Instructions for the task
Your task is to restate the data word for word.

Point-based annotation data
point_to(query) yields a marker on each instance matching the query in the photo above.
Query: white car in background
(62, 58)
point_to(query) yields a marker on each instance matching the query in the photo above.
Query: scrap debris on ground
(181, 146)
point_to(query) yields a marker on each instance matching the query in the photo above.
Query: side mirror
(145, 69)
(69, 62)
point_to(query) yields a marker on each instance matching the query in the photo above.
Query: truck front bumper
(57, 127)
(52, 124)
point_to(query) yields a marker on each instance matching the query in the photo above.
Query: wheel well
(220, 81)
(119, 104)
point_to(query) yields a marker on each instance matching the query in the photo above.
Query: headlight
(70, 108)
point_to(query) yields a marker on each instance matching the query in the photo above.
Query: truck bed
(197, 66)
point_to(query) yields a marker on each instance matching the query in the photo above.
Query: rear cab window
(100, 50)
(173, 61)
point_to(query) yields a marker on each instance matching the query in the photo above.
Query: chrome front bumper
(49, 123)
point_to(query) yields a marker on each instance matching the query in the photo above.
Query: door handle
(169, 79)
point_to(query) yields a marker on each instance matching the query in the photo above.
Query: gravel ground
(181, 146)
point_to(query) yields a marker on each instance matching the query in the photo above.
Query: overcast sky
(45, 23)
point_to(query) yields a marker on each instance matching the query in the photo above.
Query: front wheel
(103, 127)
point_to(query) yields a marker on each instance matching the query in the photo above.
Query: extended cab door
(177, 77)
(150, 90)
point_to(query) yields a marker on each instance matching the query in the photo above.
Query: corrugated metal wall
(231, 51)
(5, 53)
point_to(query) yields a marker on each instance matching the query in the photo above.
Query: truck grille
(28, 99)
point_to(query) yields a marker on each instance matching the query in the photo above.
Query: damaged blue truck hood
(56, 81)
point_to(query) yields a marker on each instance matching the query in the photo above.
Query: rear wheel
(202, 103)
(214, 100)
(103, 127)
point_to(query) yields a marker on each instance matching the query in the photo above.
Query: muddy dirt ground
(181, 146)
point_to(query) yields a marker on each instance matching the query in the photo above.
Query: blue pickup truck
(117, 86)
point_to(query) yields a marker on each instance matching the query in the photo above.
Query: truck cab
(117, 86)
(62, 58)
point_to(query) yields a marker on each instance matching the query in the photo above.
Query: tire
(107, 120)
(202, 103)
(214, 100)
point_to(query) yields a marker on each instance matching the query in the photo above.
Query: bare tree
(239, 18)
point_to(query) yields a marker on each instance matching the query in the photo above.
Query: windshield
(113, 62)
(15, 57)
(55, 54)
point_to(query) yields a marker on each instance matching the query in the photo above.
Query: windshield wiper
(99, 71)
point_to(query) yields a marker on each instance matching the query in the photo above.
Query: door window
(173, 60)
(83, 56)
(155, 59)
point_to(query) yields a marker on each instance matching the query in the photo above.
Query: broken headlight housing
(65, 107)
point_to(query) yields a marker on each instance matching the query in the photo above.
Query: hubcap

Solution to this task
point_to(query) yields a marker on each instance matching the query in the photo above.
Query: white car in background
(62, 58)
point_to(query) yields a marker on each instance matching the query in the photo above.
Query: scrap debris on ground
(181, 146)
point_to(query) yields a marker on each instance matching the query in the photo above.
Query: side mirror
(145, 69)
(69, 62)
point_to(query) yields a marker on each instance matching the query in the photo above.
Query: truck front bumper
(57, 127)
(52, 124)
point_to(query) yields a marker on each instance matching the query in the photo above.
Query: wheel well
(220, 81)
(119, 104)
point_to(query) yields a marker on each instance matching the query in the photo above.
Query: headlight
(70, 108)
point_to(query) yields a marker on each instance matching the query in the photo above.
Query: truck bed
(197, 66)
point_to(query) yields a marker on each instance matching the query in the photo above.
Query: rear cab window
(100, 50)
(173, 61)
point_to(query) yields a marker on each instance matching the query in the photo above.
Query: chrome front bumper
(49, 123)
point_to(query) yields a marker on each instance matching the query in the photo above.
Query: door handle
(169, 79)
point_to(query) yields a marker on each instance matching the query in the photo above.
Query: gravel ground
(181, 146)
point_to(query) yields a marker on each instance matching the query in the photo above.
Query: overcast sky
(45, 23)
point_to(query) yields a marker on each instance matching the query in the photo above.
Query: front wheel
(103, 127)
point_to(query) yields a marker on each instance matching the query in the photo above.
Query: extended cab door
(177, 77)
(150, 90)
point_to(query) yields a marker on each instance matching the query in the photo above.
Query: corrugated metal wall
(231, 51)
(5, 53)
point_to(query) yields a marker on each instance matching the query in the photo above.
Query: truck grille
(28, 99)
point_to(query) yields a marker on each instance matching the query in the photo above.
Query: damaged blue truck hood
(56, 81)
point_to(query) yields a marker on each instance matching the query in the photo above.
Query: rear wheel
(202, 103)
(214, 100)
(103, 127)
point_to(query) yields a marker on each instance matching the query in the photo above.
Query: muddy dirt ground
(181, 146)
point_to(query) yields a marker on each instance matching the query in the photo above.
Query: blue pickup truck
(117, 86)
point_to(query) yields a marker on each instance matching the query in the photo above.
Query: truck cab
(117, 86)
(62, 58)
point_to(query) yields a marker on each instance matching the query in the photo above.
Query: tire
(107, 120)
(202, 103)
(214, 100)
point_to(query) yields a marker on each instance matching the query in the photo above.
Query: bare tree
(239, 18)
point_to(query) yields a marker on each instance matching the query in the photo above.
Query: windshield
(113, 62)
(15, 57)
(55, 54)
point_to(query) yields a marker on each instance matching the query in the photo above.
Query: windshield wiper
(99, 71)
point_to(query) yields a marker on each instance matching the query in the photo above.
Query: door window
(173, 60)
(83, 56)
(155, 59)
point_to(query) yields a marker on each instance matching the query in the photo above.
Query: broken headlight housing
(65, 107)
point_to(query) yields a marker on each instance matching the query in the photo above.
Query: hubcap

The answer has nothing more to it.